[Records of labeled boxes]
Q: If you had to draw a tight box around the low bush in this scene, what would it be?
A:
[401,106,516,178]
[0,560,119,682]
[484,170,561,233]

▸ **STATED EXERCISE**: Reproduce every one of the records above line for line, changing nothing.

▸ **RESPONSE BELOW**:
Q: If you had to draw a tight box around the low bush in this scene, what would it be?
A:
[401,106,516,178]
[0,560,119,682]
[484,170,561,233]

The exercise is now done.